DATASET CONTENT:
- - - - - - -

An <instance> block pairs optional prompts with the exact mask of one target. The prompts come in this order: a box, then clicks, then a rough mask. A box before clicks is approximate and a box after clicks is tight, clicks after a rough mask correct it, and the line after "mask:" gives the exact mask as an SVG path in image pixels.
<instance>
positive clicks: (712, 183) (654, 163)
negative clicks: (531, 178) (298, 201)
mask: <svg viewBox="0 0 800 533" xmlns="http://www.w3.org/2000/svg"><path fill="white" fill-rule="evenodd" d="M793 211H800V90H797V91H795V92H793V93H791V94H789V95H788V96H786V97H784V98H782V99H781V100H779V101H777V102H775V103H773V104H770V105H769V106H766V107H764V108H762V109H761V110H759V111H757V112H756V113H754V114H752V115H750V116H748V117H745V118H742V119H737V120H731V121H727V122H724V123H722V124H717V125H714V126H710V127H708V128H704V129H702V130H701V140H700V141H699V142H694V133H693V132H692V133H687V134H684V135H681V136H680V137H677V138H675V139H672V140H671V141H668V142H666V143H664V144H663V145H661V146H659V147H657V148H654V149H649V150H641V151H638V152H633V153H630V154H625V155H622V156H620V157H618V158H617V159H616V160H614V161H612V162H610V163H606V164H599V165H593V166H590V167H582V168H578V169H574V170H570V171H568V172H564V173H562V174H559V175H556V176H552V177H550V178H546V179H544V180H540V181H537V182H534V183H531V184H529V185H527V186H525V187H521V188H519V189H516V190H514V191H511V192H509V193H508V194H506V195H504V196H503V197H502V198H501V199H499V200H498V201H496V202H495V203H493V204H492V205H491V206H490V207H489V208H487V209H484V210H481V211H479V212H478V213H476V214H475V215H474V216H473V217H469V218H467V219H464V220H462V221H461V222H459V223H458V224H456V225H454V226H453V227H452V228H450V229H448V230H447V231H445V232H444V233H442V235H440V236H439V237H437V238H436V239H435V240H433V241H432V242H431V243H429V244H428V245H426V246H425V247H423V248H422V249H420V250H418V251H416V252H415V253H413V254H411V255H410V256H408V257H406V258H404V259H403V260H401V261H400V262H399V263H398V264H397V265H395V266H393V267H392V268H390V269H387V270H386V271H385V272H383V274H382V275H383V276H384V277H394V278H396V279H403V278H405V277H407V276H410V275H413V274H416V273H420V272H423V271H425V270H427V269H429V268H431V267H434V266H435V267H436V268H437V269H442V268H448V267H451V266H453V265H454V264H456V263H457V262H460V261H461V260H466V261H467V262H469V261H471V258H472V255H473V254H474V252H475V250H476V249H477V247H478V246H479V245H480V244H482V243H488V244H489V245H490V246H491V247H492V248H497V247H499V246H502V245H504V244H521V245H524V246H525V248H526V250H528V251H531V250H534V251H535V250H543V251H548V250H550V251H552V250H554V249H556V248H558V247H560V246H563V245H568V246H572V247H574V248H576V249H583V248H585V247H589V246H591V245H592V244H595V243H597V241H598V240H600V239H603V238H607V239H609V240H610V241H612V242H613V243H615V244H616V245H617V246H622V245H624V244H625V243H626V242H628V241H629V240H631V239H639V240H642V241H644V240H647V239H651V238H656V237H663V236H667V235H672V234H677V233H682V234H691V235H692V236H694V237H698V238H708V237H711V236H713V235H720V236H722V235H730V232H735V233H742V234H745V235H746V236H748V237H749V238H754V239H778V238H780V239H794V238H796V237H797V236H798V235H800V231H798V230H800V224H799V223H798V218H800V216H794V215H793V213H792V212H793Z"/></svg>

- - - - - - -

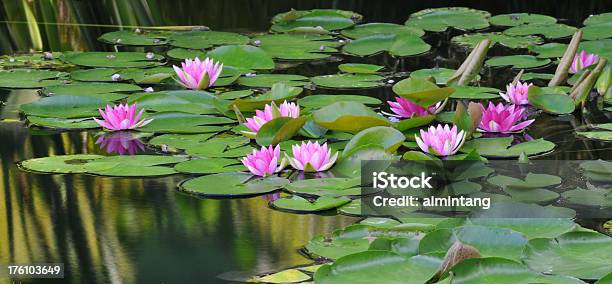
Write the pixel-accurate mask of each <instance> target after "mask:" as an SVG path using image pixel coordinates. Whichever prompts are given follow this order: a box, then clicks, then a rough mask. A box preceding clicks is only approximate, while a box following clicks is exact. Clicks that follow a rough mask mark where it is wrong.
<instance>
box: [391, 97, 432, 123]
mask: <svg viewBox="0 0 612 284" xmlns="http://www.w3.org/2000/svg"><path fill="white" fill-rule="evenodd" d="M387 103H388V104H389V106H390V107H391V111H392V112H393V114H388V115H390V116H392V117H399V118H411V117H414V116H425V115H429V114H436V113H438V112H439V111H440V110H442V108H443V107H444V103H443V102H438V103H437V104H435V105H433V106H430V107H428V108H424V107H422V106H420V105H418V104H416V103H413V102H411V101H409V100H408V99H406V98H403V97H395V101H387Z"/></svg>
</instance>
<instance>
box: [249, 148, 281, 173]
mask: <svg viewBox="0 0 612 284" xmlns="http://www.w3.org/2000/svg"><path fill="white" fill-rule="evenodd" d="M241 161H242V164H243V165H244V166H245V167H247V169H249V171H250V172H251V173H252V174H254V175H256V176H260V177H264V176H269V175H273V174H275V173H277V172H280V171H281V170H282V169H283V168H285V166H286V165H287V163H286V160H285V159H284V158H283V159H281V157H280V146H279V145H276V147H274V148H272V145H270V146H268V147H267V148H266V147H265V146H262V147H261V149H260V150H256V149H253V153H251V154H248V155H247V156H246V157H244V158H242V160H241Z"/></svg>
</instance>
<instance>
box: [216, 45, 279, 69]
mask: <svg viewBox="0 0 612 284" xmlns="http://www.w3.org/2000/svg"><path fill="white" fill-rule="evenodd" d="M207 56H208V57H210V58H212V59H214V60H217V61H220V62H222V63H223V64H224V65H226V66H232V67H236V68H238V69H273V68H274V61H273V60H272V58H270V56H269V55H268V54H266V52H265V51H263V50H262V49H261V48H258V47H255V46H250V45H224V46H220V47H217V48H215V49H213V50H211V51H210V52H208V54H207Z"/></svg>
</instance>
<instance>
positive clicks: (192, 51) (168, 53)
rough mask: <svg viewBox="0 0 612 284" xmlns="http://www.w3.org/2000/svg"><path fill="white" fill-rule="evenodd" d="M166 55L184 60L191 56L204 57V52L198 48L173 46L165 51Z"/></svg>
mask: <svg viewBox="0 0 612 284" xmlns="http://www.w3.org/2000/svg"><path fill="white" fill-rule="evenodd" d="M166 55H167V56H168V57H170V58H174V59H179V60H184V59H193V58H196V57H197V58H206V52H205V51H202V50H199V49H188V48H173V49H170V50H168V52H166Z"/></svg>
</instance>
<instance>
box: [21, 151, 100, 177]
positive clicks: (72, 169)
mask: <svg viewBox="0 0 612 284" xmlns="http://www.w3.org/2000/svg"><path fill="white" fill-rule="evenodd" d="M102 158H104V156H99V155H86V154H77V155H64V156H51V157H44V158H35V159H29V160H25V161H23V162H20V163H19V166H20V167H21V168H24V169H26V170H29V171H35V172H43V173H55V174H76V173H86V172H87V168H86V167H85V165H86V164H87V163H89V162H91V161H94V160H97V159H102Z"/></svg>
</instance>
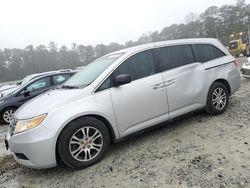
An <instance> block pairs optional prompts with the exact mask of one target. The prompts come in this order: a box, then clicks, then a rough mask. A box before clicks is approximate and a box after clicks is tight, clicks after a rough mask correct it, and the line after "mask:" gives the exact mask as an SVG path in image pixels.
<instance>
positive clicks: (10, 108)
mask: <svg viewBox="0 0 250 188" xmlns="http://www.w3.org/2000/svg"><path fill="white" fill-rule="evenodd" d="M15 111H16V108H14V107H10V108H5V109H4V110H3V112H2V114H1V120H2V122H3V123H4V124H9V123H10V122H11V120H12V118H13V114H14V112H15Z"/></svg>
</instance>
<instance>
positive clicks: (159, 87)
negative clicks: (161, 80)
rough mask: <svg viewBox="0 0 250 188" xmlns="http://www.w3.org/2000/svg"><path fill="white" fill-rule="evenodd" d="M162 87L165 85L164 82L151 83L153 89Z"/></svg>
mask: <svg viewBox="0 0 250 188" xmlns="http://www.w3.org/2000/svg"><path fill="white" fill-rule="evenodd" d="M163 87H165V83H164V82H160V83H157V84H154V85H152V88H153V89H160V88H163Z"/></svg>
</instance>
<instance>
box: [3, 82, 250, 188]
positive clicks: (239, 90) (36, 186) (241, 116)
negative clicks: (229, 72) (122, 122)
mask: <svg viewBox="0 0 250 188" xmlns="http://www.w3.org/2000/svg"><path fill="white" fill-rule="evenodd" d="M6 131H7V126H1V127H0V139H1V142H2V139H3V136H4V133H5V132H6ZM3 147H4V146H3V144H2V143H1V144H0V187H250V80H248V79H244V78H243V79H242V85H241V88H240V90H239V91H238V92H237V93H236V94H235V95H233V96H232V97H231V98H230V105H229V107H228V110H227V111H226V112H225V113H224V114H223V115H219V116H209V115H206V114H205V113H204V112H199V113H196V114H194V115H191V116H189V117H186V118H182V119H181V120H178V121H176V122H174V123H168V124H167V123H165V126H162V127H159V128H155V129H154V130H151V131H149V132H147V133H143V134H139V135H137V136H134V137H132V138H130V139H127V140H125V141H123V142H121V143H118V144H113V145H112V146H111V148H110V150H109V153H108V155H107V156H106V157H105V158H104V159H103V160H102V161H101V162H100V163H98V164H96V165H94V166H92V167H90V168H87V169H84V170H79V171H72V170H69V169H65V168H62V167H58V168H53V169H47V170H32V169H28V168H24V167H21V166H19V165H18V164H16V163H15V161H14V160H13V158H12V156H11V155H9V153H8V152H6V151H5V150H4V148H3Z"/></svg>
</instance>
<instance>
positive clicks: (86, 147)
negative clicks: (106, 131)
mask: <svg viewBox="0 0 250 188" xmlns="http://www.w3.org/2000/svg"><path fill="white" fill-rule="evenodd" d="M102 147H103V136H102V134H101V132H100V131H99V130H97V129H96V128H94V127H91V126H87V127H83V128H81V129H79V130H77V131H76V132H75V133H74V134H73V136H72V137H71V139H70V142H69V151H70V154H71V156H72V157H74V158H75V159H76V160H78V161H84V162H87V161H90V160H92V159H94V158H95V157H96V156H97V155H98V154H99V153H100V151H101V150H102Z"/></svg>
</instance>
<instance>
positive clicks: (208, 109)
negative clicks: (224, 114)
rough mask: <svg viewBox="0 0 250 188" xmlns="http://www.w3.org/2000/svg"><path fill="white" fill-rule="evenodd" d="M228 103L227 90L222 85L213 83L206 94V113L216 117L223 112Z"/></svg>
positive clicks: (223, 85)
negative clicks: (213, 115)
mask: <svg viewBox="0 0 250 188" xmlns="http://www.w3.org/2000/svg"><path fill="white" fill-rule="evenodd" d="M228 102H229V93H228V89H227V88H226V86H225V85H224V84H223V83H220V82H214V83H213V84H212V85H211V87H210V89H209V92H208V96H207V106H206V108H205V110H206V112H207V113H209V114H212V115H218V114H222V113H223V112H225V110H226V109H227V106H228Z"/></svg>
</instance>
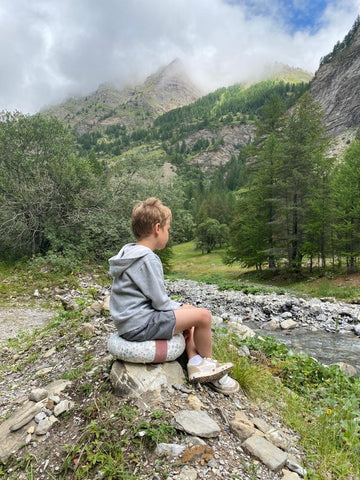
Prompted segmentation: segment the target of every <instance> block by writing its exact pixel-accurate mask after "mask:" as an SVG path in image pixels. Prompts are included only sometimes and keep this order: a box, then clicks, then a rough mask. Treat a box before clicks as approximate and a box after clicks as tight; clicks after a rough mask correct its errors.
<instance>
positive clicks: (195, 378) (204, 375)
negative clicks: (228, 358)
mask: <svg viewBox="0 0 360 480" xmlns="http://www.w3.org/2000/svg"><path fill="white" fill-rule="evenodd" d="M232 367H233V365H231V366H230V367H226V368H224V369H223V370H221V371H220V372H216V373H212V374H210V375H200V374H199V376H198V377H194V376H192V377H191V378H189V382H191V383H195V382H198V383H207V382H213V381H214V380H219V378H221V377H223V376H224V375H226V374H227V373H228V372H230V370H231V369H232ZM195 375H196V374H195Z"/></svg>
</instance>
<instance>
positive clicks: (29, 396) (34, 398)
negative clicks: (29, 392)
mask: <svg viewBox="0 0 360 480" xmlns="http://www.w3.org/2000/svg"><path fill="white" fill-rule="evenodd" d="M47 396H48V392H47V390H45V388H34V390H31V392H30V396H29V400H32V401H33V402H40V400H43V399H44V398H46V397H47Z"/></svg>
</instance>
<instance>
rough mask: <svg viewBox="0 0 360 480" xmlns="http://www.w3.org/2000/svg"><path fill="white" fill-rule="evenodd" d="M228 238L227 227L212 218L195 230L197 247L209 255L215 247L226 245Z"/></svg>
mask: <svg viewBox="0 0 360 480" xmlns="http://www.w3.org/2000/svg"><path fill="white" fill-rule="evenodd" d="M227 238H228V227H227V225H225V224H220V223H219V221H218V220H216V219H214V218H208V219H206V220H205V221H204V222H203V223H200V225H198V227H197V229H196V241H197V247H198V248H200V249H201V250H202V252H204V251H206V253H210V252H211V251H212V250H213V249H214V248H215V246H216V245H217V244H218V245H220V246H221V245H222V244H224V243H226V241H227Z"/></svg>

- - - - - - -

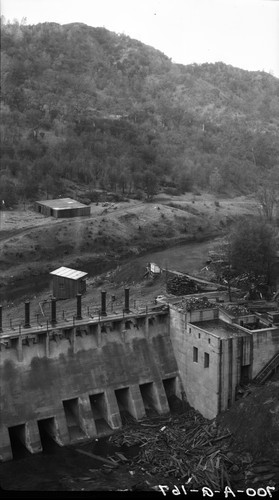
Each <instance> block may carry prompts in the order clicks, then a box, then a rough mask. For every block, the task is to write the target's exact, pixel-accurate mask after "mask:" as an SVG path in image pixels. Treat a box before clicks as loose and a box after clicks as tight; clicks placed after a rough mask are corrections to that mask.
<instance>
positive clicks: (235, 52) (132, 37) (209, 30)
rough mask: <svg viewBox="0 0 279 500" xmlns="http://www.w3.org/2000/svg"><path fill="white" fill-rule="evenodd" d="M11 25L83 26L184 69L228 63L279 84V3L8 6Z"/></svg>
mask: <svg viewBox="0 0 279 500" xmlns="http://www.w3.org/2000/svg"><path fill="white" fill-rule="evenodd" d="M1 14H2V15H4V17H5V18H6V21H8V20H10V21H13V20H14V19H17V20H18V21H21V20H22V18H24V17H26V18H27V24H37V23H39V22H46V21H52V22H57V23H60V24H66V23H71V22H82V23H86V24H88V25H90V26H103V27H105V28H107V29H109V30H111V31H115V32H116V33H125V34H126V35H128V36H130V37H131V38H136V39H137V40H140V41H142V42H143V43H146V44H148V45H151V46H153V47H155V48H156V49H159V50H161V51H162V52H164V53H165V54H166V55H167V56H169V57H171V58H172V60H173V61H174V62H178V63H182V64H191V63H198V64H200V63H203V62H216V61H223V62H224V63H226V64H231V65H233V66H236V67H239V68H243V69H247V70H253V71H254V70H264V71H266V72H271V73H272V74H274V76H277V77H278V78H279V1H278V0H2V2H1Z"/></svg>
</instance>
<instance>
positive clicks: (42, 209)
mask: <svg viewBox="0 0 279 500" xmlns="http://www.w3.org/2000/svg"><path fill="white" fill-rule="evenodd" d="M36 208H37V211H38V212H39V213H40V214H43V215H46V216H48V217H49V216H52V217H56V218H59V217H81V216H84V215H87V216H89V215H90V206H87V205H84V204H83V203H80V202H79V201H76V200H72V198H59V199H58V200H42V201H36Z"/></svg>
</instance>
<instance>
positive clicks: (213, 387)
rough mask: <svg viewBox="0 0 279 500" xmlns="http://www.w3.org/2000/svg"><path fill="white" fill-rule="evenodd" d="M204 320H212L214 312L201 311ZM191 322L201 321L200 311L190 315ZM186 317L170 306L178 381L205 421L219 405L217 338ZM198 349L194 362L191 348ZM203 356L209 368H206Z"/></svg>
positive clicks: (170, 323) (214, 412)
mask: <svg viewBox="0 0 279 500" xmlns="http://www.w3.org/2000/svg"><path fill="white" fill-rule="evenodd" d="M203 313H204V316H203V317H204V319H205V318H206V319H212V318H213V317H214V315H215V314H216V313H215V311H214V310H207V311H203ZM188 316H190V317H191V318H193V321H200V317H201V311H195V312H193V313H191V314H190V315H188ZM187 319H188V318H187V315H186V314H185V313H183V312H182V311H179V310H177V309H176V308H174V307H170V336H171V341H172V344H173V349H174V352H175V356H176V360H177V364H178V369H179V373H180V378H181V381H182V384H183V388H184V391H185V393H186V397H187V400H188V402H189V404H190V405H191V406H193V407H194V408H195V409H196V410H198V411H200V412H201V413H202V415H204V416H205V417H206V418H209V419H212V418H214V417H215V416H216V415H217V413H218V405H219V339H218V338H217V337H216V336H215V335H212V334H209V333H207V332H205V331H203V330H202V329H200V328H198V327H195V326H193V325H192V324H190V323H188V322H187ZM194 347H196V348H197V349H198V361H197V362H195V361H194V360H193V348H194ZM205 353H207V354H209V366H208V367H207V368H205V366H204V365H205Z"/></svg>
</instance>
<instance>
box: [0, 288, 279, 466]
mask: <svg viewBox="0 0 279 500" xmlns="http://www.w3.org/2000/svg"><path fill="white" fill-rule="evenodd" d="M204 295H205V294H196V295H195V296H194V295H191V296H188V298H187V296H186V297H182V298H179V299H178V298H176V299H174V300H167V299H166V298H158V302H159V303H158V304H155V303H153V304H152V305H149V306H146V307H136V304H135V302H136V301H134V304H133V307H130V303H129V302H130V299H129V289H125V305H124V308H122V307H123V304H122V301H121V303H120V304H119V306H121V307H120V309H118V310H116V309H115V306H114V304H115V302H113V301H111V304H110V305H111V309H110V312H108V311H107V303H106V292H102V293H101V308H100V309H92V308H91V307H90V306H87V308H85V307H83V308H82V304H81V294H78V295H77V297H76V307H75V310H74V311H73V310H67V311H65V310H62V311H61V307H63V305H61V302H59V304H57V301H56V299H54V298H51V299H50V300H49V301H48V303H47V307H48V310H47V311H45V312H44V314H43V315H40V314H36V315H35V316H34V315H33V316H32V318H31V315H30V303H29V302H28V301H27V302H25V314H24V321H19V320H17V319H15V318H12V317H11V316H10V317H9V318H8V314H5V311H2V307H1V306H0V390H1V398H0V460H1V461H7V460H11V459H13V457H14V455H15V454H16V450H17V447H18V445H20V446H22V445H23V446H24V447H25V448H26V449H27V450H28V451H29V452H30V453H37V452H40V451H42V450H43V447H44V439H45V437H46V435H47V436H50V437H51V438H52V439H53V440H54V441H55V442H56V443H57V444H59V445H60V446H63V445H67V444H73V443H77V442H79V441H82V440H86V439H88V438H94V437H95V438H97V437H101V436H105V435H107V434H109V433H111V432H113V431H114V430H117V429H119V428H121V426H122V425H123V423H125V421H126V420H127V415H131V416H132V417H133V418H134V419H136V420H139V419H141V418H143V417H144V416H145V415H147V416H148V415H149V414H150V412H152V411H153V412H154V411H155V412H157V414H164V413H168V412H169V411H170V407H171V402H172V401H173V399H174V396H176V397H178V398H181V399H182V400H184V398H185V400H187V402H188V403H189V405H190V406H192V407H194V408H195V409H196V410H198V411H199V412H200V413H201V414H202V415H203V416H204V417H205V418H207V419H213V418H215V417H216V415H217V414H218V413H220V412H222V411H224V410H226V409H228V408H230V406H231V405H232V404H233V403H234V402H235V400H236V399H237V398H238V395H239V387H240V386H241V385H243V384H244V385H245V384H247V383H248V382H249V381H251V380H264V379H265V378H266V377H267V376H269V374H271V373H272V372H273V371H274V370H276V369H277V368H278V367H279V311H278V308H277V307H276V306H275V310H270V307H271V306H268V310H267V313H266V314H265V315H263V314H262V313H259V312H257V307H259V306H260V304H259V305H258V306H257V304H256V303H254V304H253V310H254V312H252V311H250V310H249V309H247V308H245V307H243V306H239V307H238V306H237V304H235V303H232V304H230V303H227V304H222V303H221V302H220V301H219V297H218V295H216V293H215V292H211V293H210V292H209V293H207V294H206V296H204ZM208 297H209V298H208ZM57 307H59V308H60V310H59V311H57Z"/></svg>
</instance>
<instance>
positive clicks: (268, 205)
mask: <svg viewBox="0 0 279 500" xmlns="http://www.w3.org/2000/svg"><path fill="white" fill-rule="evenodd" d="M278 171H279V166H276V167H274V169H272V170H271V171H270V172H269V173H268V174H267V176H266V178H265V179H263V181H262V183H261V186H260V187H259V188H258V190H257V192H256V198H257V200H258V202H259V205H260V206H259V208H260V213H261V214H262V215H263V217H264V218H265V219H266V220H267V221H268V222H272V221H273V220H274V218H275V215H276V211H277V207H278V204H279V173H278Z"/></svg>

- - - - - - -

THE PROBLEM: Give back exactly the lines above starting at the line where "box: [249, 148, 281, 173]" appears and ending at the line where "box: [21, 151, 100, 177]" appears, both included, with no other lines.

FINISHED TASK:
box: [249, 148, 281, 173]
mask: <svg viewBox="0 0 612 284" xmlns="http://www.w3.org/2000/svg"><path fill="white" fill-rule="evenodd" d="M241 161H242V164H243V165H244V166H245V167H247V169H249V171H250V172H251V173H252V174H254V175H256V176H260V177H264V176H269V175H273V174H275V173H277V172H280V171H281V170H282V169H283V168H285V166H286V165H287V163H286V160H285V159H284V158H283V159H281V157H280V146H279V145H276V147H274V148H272V145H270V146H268V147H267V148H266V147H265V146H262V147H261V149H260V150H256V149H253V153H251V154H248V155H247V156H246V157H244V158H242V160H241Z"/></svg>
</instance>
<instance>
box: [216, 45, 279, 69]
mask: <svg viewBox="0 0 612 284" xmlns="http://www.w3.org/2000/svg"><path fill="white" fill-rule="evenodd" d="M207 56H208V57H210V58H212V59H214V60H217V61H220V62H222V63H223V64H224V65H226V66H232V67H236V68H238V69H273V68H274V61H273V60H272V58H270V56H269V55H268V54H266V52H265V51H263V50H262V49H261V48H258V47H255V46H250V45H224V46H220V47H217V48H215V49H213V50H211V51H210V52H208V54H207Z"/></svg>
</instance>
<instance>
positive clicks: (192, 51) (168, 53)
rough mask: <svg viewBox="0 0 612 284" xmlns="http://www.w3.org/2000/svg"><path fill="white" fill-rule="evenodd" d="M166 55L184 60L191 56L204 57V52L198 48L173 46L165 51Z"/></svg>
mask: <svg viewBox="0 0 612 284" xmlns="http://www.w3.org/2000/svg"><path fill="white" fill-rule="evenodd" d="M166 55H167V56H168V57H170V58H174V59H179V60H184V59H193V58H196V57H197V58H206V52H205V51H202V50H199V49H188V48H173V49H170V50H168V52H166Z"/></svg>
</instance>
<instance>
box: [21, 151, 100, 177]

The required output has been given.